Written problem:
Shift every bounding-box coordinate in the answers up by 70 across the stretch of the records from the line containing "If there is any human forearm" through the line containing "[11,0,205,65]". Write out every line of that stretch, with all other wording unchanged.

--- BEGIN Data provided ---

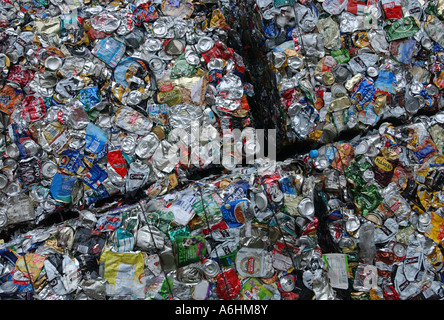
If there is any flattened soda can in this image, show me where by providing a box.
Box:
[202,259,220,278]
[277,274,296,292]
[0,173,8,189]
[42,160,57,179]
[393,243,407,262]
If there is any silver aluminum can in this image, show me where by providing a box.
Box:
[0,173,8,189]
[279,275,296,292]
[3,158,18,171]
[367,67,379,78]
[121,135,136,154]
[196,37,214,53]
[185,50,200,66]
[202,259,220,278]
[5,143,20,159]
[21,139,39,157]
[4,181,22,197]
[165,39,185,56]
[91,13,120,33]
[148,56,165,73]
[135,132,159,159]
[0,208,8,228]
[298,198,314,219]
[42,160,58,179]
[177,266,204,284]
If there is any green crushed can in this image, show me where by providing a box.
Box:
[384,16,419,42]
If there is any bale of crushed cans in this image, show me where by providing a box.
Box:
[0,0,444,301]
[232,0,444,155]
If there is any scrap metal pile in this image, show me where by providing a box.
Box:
[0,0,444,300]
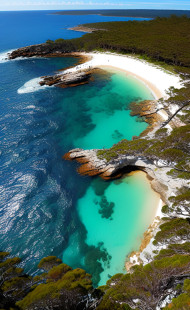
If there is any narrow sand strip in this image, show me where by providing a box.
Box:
[65,52,182,99]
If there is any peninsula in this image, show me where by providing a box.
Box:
[2,16,190,310]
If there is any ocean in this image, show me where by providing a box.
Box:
[0,11,154,286]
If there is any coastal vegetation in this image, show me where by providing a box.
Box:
[44,15,190,67]
[0,251,190,310]
[5,16,190,310]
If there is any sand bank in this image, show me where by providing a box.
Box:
[66,52,182,99]
[125,171,164,271]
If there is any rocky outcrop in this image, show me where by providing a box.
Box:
[40,71,91,88]
[63,148,185,203]
[63,148,150,180]
[8,43,69,59]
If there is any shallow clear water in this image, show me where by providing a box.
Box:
[0,12,157,285]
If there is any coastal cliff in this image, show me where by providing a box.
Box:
[6,17,190,310]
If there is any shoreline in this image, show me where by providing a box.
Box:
[65,52,182,100]
[125,170,164,272]
[62,53,182,272]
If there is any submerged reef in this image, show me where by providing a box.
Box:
[4,16,190,310]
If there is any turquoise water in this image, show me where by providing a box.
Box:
[78,174,159,285]
[63,71,157,285]
[0,11,157,285]
[60,71,153,149]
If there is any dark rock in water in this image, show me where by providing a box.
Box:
[8,43,91,87]
[40,71,91,88]
[9,43,69,59]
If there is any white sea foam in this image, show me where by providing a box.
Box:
[17,78,49,94]
[0,50,14,63]
[65,52,183,99]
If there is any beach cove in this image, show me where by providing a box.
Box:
[2,10,184,285]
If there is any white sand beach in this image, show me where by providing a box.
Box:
[65,52,182,99]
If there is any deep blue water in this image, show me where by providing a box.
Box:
[0,11,151,283]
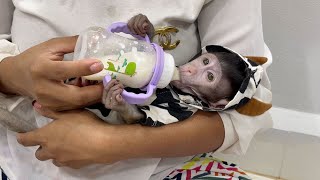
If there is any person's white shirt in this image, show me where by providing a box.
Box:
[0,0,272,180]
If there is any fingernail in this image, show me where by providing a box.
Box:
[32,100,37,106]
[90,62,103,73]
[33,102,42,109]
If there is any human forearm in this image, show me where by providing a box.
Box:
[101,111,224,159]
[118,104,144,124]
[0,57,18,94]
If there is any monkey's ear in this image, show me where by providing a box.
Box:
[209,98,229,109]
[244,56,268,65]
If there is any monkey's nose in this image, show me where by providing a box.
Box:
[187,66,197,75]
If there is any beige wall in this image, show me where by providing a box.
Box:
[262,0,320,114]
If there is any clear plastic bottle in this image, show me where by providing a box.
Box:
[74,23,177,104]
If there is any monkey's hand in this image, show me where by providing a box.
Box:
[128,14,154,37]
[102,79,144,124]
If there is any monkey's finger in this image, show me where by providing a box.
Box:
[112,88,123,106]
[133,17,143,36]
[128,16,138,34]
[104,79,118,92]
[109,84,124,94]
[116,91,124,104]
[101,89,108,104]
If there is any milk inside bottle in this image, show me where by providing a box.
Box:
[74,23,178,103]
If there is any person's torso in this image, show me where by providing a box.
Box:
[11,0,205,65]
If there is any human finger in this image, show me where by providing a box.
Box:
[39,59,104,80]
[45,36,78,54]
[52,159,66,167]
[35,146,54,161]
[17,129,44,146]
[33,102,60,119]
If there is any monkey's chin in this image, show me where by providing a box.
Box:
[170,80,197,96]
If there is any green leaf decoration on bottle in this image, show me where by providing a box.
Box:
[122,59,128,67]
[104,62,117,72]
[125,62,136,76]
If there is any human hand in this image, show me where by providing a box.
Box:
[128,14,154,37]
[0,36,103,110]
[17,108,121,168]
[102,79,128,113]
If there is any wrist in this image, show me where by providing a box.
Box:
[100,124,147,163]
[0,56,17,94]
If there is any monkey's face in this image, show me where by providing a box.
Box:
[171,53,230,105]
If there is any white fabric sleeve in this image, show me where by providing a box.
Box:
[198,0,272,154]
[0,0,19,62]
[0,0,25,111]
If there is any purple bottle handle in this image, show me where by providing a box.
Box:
[103,22,164,104]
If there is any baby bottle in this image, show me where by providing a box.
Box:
[73,22,178,104]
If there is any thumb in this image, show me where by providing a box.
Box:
[33,102,60,120]
[45,36,78,54]
[17,129,44,146]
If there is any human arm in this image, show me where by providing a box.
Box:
[18,106,224,168]
[102,79,144,124]
[0,36,103,110]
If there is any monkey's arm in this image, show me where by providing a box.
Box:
[128,14,154,37]
[117,104,145,124]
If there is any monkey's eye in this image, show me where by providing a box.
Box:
[208,72,214,81]
[203,59,209,65]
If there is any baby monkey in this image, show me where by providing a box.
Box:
[102,14,247,126]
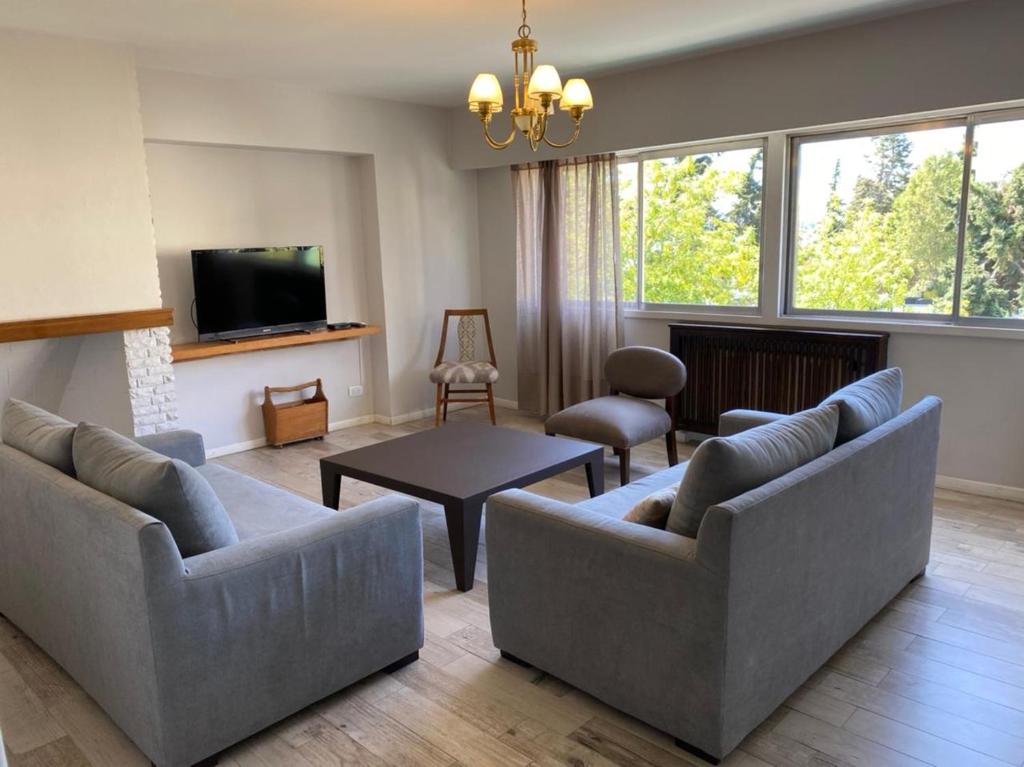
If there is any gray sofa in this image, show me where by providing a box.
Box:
[0,419,423,767]
[486,385,941,759]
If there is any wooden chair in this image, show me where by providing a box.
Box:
[430,309,498,426]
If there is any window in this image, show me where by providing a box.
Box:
[618,141,764,309]
[788,111,1024,322]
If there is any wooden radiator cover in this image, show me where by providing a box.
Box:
[669,323,889,434]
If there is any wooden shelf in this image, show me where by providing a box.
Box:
[0,309,174,343]
[171,325,381,363]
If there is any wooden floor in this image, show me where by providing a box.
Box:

--- END Data provided ---

Answer to the exercise:
If there is any human forearm in this image, show me where by providing a box.
Box:
[171,181,294,229]
[188,174,214,194]
[70,127,88,164]
If there is any monkey's ear in this image, show me where by providing a box.
Box:
[279,168,299,179]
[314,126,338,135]
If there is any monkey's nose in this image, show me where by providing a box.
Box:
[257,136,267,145]
If there is any beige wall in this image, show me where by providing a box.
Box:
[332,70,390,184]
If there is any clear plastic bottle in this image, show me where by providing a box.
Box:
[144,93,247,174]
If there is any monkey's hand in this image, show me where by providing a box.
Box:
[198,84,224,107]
[172,149,214,194]
If there is any monkey's finger in this image, show me where by providing a box.
Box:
[182,158,193,176]
[203,87,213,106]
[198,86,208,104]
[174,149,188,162]
[179,154,194,164]
[186,161,194,174]
[171,159,178,174]
If there is any milk inside bottle in this image, show me where by providing a box.
Box:
[144,93,248,173]
If there is any person's torso in this image, show me where by providing a box.
Box:
[81,70,275,135]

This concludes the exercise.